▸ **Work request**
Each record is to be written out exactly as it appears.

(Stored data entries)
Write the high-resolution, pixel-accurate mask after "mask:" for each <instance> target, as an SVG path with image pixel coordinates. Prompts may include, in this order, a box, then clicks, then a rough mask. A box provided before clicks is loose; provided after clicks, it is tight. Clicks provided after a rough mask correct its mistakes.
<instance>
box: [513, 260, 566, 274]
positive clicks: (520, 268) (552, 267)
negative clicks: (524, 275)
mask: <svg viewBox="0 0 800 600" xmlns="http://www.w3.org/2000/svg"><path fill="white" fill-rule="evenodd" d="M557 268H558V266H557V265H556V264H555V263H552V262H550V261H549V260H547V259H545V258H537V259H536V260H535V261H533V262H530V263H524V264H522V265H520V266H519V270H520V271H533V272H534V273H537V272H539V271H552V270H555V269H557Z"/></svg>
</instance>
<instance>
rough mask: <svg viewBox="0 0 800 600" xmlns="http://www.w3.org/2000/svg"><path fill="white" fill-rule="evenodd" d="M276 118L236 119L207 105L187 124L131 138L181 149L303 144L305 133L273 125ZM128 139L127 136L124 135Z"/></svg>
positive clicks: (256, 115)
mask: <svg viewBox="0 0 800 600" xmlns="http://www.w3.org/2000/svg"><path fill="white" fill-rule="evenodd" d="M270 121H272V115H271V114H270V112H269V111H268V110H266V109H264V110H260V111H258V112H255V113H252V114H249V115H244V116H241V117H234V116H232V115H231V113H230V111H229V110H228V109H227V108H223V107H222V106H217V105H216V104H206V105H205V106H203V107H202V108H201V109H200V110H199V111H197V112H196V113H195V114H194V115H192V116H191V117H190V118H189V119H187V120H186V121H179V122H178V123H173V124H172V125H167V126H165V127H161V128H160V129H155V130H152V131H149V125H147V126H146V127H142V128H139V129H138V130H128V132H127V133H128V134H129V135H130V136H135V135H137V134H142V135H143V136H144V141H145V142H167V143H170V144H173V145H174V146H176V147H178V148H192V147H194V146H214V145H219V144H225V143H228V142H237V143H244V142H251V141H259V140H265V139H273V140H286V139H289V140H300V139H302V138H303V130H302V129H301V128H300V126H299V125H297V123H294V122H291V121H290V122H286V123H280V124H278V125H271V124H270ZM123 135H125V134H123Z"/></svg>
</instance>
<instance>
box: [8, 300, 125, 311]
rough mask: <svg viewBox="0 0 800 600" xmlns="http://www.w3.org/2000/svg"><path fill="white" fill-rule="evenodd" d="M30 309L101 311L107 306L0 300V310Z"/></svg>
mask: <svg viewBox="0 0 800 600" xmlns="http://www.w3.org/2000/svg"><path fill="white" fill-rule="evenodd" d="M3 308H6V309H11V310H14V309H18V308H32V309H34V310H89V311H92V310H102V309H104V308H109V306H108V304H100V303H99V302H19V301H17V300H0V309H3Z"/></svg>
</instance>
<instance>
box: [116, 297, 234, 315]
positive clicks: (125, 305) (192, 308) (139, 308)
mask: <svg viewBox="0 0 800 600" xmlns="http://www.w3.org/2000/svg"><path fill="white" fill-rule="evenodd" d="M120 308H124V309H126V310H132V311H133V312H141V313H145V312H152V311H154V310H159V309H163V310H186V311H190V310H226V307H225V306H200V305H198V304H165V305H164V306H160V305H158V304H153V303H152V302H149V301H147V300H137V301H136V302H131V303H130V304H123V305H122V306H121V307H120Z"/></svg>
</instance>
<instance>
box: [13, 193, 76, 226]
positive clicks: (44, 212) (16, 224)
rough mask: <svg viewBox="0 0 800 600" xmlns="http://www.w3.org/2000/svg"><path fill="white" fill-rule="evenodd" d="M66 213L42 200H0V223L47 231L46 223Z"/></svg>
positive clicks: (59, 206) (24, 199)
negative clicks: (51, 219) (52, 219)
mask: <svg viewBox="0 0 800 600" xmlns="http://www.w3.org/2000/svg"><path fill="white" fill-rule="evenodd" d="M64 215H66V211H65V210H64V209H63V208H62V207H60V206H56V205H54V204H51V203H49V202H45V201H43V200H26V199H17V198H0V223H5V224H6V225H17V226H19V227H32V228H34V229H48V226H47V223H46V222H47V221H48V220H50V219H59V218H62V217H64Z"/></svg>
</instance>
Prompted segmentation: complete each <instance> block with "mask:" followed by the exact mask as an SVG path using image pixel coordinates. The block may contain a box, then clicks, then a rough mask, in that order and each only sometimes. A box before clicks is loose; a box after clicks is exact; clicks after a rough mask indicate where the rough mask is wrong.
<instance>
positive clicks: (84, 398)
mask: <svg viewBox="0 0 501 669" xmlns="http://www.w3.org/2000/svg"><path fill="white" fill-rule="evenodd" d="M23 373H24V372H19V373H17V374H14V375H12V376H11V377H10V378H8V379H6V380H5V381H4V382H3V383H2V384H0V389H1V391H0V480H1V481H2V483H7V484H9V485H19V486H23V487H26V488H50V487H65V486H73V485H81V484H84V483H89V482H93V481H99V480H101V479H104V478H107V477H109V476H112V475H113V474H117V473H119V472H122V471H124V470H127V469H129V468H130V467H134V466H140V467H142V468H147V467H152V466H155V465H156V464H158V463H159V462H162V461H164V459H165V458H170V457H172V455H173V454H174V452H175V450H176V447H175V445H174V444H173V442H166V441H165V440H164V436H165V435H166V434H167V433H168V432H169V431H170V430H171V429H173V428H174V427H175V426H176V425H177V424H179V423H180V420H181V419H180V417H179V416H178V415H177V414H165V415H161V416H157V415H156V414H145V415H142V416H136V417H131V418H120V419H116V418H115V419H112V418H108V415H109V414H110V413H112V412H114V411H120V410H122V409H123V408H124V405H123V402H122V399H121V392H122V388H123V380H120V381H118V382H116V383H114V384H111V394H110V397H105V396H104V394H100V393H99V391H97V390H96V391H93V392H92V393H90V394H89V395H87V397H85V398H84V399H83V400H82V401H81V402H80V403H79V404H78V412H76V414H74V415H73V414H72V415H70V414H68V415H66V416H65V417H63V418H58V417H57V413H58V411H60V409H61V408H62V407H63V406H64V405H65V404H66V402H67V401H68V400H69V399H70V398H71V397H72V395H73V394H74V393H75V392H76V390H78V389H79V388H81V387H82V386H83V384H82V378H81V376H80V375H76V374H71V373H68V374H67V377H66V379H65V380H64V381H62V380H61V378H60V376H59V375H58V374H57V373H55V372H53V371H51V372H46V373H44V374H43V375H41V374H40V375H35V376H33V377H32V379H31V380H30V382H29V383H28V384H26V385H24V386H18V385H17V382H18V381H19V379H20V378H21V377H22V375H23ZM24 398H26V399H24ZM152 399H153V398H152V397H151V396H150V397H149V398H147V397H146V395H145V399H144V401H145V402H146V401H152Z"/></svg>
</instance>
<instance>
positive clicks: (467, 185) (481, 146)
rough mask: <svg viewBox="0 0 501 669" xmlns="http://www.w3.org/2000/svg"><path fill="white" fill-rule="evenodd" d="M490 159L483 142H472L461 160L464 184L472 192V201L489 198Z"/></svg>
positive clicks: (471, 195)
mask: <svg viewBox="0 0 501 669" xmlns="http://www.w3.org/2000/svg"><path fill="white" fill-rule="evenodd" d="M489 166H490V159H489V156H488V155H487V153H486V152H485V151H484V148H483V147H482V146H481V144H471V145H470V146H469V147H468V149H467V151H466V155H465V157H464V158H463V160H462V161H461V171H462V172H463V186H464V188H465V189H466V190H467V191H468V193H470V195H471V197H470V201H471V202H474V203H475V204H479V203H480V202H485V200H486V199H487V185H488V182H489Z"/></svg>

▸ **Solution to the exercise**
Write the high-resolution, pixel-accurate mask after "mask:" for each <instance> target, as an SVG path with image pixel coordinates. Prompts may include, in this order, a box, then clicks, then a rough mask. A box provided before clicks is loose; provided after clicks, it is tight. Clicks provided after a rough mask correct its mistakes.
<instance>
box: [513, 260, 566, 274]
positive clicks: (520, 268) (552, 267)
negative clicks: (524, 275)
mask: <svg viewBox="0 0 800 600" xmlns="http://www.w3.org/2000/svg"><path fill="white" fill-rule="evenodd" d="M557 268H558V266H557V265H556V264H555V263H552V262H550V261H549V260H547V259H545V258H537V259H536V260H535V261H533V262H530V263H524V264H522V265H520V266H519V270H520V271H533V272H534V273H537V272H539V271H552V270H555V269H557Z"/></svg>
</instance>
<instance>
rough mask: <svg viewBox="0 0 800 600" xmlns="http://www.w3.org/2000/svg"><path fill="white" fill-rule="evenodd" d="M276 118L236 119L207 105L187 124L131 138L181 149L303 144L305 133L273 125ZM128 139L127 136L124 135Z"/></svg>
positive clicks: (256, 115)
mask: <svg viewBox="0 0 800 600" xmlns="http://www.w3.org/2000/svg"><path fill="white" fill-rule="evenodd" d="M270 121H272V115H271V114H270V112H269V111H268V110H266V109H264V110H260V111H258V112H255V113H252V114H249V115H244V116H241V117H234V116H232V115H231V113H230V111H229V110H228V109H227V108H223V107H222V106H217V105H216V104H206V105H205V106H203V107H202V108H201V109H200V110H199V111H197V112H196V113H195V114H194V115H192V116H191V117H190V118H189V119H187V120H186V121H179V122H178V123H173V124H172V125H167V126H165V127H161V128H160V129H155V130H152V131H149V125H147V126H146V127H142V128H139V129H138V130H128V132H127V133H128V134H129V135H130V136H135V135H137V134H142V135H143V136H144V141H145V142H167V143H170V144H173V145H174V146H176V147H178V148H192V147H194V146H214V145H219V144H225V143H228V142H237V143H244V142H251V141H259V140H265V139H273V140H286V139H289V140H300V139H302V138H303V130H302V129H301V128H300V126H299V125H297V123H294V122H291V121H290V122H286V123H280V124H278V125H271V124H270ZM123 135H125V134H123Z"/></svg>
</instance>
<instance>
box: [8, 300, 125, 311]
rough mask: <svg viewBox="0 0 800 600" xmlns="http://www.w3.org/2000/svg"><path fill="white" fill-rule="evenodd" d="M30 309L101 311L107 306L0 300V310Z"/></svg>
mask: <svg viewBox="0 0 800 600" xmlns="http://www.w3.org/2000/svg"><path fill="white" fill-rule="evenodd" d="M3 308H6V309H11V310H14V309H18V308H32V309H34V310H89V311H92V310H102V309H104V308H109V306H108V304H100V303H99V302H19V301H17V300H0V309H3Z"/></svg>
</instance>
<instance>
box: [116, 297, 234, 315]
positive clicks: (125, 305) (192, 308) (139, 308)
mask: <svg viewBox="0 0 800 600" xmlns="http://www.w3.org/2000/svg"><path fill="white" fill-rule="evenodd" d="M120 308H124V309H126V310H132V311H133V312H141V313H145V312H152V311H154V310H159V309H163V310H186V311H190V310H226V307H225V306H200V305H198V304H165V305H164V306H160V305H158V304H153V303H152V302H149V301H147V300H137V301H136V302H131V303H130V304H123V305H122V306H121V307H120Z"/></svg>
</instance>
<instance>
box: [13, 193, 76, 226]
positive clicks: (44, 212) (16, 224)
rough mask: <svg viewBox="0 0 800 600" xmlns="http://www.w3.org/2000/svg"><path fill="white" fill-rule="evenodd" d="M66 213L42 200H0V223L47 231L46 223Z"/></svg>
positive clicks: (59, 206) (24, 199)
negative clicks: (51, 219) (52, 219)
mask: <svg viewBox="0 0 800 600" xmlns="http://www.w3.org/2000/svg"><path fill="white" fill-rule="evenodd" d="M64 215H66V211H65V210H64V209H63V208H62V207H60V206H56V205H54V204H51V203H49V202H45V201H43V200H26V199H17V198H0V223H5V224H6V225H17V226H19V227H32V228H34V229H48V226H47V223H46V222H47V221H48V220H50V219H59V218H62V217H64Z"/></svg>
</instance>
Prompted segmentation: complete each <instance> block with "mask:" followed by the exact mask as an SVG path using image pixel coordinates. The block may contain a box, then clicks, then a rough mask, in that order and each only sometimes. A box before clicks is loose; a box after clicks is exact; clicks after a rough mask indicate where the rough mask is wrong.
<instance>
positive clicks: (84, 398)
mask: <svg viewBox="0 0 501 669" xmlns="http://www.w3.org/2000/svg"><path fill="white" fill-rule="evenodd" d="M23 373H24V372H19V373H17V374H14V375H12V376H11V377H10V378H8V379H6V380H5V381H4V382H3V383H2V384H0V389H1V391H0V480H1V481H2V483H7V484H9V485H19V486H23V487H26V488H50V487H65V486H73V485H81V484H84V483H89V482H93V481H99V480H101V479H104V478H107V477H109V476H112V475H113V474H117V473H119V472H122V471H124V470H127V469H129V468H130V467H134V466H140V467H142V468H147V467H152V466H155V465H156V464H158V463H159V462H162V461H164V459H165V458H170V457H172V455H173V454H174V452H175V450H176V447H175V445H174V444H173V442H166V441H165V440H164V436H165V435H166V434H167V433H168V432H169V431H170V430H171V429H173V428H174V427H175V426H176V425H177V424H179V423H180V420H181V419H180V417H179V416H178V415H177V414H165V415H161V416H157V415H156V414H145V415H142V416H136V417H131V418H120V419H116V418H115V419H112V418H108V415H109V414H110V413H112V412H114V411H120V410H122V409H123V408H124V405H123V402H122V399H121V392H122V388H123V380H120V381H118V382H116V383H114V384H111V394H110V397H105V396H104V394H100V393H99V391H97V390H96V391H93V392H92V393H90V394H89V395H87V397H85V398H84V399H83V400H82V401H81V402H80V403H79V404H78V412H76V414H74V415H73V414H72V415H70V414H68V415H66V416H65V417H63V418H58V417H57V413H58V411H60V409H61V408H62V407H63V406H64V405H65V404H66V402H67V401H68V400H69V399H70V398H71V397H72V395H73V394H74V393H75V392H76V390H78V389H79V388H81V387H82V386H83V384H82V378H81V376H80V375H76V374H71V373H68V374H67V377H66V379H65V380H64V381H62V380H61V378H60V376H59V375H58V374H57V373H55V372H53V371H51V372H46V373H44V374H43V375H41V374H40V375H35V376H33V377H32V379H31V380H30V382H29V383H28V384H26V385H24V386H18V385H17V382H18V381H19V379H20V378H21V377H22V375H23ZM24 398H26V399H24ZM152 399H153V398H152V397H151V396H150V397H149V398H147V397H146V395H145V399H144V401H145V402H146V401H152Z"/></svg>
</instance>
<instance>
positive clicks: (467, 185) (481, 146)
rough mask: <svg viewBox="0 0 501 669" xmlns="http://www.w3.org/2000/svg"><path fill="white" fill-rule="evenodd" d="M490 159L483 142H472L461 160L464 184L472 192V201L489 198Z"/></svg>
positive clicks: (471, 195)
mask: <svg viewBox="0 0 501 669" xmlns="http://www.w3.org/2000/svg"><path fill="white" fill-rule="evenodd" d="M489 166H490V159H489V156H488V155H487V153H486V152H485V151H484V148H483V147H482V146H481V144H471V145H470V146H469V147H468V149H467V151H466V155H465V157H464V158H463V160H462V161H461V171H462V172H463V186H464V188H465V189H466V190H467V191H468V193H470V195H471V197H470V201H471V202H474V203H475V204H479V203H480V202H485V200H486V199H487V185H488V182H489Z"/></svg>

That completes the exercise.